Search the data for the word "wall" and copy every line that contains it.

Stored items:
---------------

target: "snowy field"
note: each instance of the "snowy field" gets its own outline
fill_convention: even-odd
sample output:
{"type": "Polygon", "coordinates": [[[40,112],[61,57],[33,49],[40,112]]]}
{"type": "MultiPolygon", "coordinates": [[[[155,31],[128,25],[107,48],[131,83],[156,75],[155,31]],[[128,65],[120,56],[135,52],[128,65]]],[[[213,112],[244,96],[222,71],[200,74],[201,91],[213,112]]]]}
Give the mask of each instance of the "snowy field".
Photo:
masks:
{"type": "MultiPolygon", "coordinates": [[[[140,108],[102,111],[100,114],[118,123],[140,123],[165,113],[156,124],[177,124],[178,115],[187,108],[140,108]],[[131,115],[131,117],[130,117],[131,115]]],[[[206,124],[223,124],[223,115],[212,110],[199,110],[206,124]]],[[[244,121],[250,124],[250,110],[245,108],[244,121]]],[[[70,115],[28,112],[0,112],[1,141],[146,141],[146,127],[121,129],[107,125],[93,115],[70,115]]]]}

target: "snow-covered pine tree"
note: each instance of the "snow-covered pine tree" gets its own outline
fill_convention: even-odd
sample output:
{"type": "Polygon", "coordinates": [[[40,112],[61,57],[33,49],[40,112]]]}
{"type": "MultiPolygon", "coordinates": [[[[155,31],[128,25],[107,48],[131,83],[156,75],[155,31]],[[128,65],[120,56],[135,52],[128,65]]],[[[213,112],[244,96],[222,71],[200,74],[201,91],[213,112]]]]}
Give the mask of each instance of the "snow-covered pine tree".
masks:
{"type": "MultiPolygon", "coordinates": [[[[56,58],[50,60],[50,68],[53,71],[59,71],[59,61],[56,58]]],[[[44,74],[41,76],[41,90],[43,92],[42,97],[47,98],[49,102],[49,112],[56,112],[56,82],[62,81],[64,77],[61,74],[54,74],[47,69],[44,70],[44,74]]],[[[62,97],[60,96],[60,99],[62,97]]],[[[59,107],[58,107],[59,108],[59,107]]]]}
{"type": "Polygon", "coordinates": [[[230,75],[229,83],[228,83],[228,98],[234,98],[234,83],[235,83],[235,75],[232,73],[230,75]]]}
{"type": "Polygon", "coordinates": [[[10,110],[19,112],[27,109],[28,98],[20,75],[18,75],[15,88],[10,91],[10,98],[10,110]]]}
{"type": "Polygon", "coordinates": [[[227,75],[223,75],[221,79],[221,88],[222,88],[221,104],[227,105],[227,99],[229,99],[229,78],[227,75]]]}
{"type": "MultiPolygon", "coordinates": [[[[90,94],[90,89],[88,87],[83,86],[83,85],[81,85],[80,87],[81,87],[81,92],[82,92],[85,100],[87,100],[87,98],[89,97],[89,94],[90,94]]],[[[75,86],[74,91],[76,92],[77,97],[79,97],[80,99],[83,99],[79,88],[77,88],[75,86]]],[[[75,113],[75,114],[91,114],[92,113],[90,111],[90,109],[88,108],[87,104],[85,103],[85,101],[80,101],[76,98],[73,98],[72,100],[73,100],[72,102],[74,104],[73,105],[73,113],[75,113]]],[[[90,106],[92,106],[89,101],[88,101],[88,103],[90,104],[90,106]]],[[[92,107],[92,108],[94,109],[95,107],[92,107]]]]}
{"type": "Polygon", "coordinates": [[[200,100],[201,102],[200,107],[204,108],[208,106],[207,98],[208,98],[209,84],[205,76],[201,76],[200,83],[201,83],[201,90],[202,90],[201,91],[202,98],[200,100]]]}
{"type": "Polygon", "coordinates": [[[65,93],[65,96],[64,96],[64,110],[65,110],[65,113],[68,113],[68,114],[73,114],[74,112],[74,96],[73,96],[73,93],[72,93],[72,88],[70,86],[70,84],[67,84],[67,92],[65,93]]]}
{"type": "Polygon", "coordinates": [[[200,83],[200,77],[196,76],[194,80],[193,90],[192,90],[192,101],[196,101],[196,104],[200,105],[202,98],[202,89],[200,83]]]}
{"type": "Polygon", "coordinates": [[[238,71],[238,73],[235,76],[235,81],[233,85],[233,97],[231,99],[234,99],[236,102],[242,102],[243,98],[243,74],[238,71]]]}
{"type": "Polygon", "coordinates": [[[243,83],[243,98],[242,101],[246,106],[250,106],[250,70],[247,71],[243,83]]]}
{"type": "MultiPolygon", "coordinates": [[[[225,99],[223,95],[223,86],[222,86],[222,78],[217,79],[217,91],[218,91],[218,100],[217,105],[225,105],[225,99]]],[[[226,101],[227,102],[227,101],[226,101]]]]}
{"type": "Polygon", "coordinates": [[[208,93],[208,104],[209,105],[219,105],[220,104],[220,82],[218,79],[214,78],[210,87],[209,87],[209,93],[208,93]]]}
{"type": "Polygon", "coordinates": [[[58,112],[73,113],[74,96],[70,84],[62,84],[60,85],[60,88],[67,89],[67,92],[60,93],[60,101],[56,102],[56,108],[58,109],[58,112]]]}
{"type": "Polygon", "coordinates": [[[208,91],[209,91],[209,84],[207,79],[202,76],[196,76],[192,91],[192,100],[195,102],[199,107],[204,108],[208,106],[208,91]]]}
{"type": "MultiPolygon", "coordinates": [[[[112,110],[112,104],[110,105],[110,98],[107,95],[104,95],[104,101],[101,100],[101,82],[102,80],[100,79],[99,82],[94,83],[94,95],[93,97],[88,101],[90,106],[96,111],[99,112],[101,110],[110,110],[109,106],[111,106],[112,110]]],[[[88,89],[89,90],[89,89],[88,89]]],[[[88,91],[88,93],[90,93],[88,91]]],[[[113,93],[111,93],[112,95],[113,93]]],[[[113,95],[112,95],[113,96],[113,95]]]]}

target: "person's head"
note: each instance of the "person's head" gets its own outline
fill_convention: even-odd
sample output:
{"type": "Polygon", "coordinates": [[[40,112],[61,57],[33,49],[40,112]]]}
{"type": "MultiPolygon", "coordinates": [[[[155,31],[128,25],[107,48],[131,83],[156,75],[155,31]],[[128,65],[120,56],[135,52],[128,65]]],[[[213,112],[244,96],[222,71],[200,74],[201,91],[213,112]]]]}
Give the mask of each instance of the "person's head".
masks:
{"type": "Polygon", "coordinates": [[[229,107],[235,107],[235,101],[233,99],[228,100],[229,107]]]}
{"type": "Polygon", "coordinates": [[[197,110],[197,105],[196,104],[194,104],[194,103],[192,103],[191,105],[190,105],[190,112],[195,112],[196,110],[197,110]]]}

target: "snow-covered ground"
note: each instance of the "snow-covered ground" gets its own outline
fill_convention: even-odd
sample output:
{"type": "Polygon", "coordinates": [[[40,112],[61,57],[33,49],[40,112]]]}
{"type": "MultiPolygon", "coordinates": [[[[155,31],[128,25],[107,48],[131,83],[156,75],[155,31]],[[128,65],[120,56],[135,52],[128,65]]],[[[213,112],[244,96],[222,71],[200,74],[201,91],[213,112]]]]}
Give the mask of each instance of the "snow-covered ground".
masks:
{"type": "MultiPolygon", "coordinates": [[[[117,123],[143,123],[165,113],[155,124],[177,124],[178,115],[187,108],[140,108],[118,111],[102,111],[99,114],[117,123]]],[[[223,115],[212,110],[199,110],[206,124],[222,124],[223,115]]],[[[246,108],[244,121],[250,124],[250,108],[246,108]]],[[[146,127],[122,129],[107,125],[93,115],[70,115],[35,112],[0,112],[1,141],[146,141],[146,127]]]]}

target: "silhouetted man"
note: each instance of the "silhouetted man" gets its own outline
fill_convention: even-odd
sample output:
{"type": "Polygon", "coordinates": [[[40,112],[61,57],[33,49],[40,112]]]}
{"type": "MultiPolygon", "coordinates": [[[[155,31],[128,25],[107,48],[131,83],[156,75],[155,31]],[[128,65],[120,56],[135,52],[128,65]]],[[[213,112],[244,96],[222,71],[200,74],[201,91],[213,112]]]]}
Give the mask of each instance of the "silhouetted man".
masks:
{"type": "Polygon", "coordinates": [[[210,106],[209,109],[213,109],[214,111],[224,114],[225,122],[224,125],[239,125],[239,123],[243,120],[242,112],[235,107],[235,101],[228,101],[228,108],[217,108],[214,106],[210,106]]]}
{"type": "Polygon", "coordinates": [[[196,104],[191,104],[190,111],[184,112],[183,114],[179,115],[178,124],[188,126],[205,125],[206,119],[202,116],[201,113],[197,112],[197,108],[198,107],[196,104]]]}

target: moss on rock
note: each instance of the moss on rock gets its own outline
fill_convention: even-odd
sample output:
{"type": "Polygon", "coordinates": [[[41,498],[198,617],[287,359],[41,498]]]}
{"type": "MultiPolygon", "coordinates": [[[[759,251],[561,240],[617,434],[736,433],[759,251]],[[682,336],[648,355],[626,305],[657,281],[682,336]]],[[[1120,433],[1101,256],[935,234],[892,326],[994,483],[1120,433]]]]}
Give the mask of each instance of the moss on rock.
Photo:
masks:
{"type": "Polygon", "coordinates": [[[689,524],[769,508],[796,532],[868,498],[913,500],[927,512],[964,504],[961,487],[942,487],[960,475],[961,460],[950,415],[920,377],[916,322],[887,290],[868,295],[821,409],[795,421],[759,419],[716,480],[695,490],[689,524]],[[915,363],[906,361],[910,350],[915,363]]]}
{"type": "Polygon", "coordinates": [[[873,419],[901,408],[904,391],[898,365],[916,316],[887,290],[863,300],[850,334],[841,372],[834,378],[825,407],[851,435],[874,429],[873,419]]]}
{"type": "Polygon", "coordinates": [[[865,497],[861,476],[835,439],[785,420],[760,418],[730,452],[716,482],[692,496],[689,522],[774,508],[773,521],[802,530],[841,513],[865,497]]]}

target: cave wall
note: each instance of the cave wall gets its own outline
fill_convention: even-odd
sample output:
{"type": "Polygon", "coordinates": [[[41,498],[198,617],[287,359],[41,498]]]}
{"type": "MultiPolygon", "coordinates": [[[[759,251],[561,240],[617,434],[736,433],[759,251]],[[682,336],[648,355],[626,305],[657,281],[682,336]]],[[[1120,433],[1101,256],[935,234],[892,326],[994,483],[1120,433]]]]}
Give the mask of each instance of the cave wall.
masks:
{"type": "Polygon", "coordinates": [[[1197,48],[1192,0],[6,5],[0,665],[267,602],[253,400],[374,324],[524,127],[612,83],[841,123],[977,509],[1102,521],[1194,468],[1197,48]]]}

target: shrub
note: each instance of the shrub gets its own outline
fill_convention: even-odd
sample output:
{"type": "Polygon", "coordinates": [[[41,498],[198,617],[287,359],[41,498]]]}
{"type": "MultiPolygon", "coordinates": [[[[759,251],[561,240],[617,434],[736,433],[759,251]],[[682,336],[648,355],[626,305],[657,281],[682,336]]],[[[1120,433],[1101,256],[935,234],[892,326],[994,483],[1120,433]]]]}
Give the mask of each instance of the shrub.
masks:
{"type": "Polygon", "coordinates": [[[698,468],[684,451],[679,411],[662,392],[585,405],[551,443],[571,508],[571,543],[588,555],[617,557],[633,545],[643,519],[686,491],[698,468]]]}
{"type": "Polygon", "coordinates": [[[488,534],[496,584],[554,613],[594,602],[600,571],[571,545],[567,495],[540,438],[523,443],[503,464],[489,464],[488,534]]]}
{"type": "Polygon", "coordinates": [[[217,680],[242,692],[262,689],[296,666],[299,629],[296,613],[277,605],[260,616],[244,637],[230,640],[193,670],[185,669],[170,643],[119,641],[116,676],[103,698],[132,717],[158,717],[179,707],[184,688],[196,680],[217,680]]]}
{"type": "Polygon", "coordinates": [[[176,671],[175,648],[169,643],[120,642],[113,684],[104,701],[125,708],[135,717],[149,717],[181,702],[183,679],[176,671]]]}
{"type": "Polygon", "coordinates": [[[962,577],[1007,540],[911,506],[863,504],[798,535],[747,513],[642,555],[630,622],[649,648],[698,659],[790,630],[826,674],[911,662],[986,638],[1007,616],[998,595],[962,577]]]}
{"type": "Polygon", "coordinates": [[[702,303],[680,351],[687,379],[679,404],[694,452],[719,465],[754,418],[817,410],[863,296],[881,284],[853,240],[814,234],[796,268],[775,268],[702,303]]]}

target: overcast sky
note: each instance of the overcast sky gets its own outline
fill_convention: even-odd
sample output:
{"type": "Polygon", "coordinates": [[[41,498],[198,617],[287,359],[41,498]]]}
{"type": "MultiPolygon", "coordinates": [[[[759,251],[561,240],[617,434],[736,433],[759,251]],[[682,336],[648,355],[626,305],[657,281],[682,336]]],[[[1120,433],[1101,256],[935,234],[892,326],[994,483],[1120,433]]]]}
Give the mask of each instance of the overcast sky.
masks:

---------------

**EXERCISE OUTPUT**
target: cave wall
note: each instance of the cave wall gets its own outline
Give the mask of each instance of the cave wall.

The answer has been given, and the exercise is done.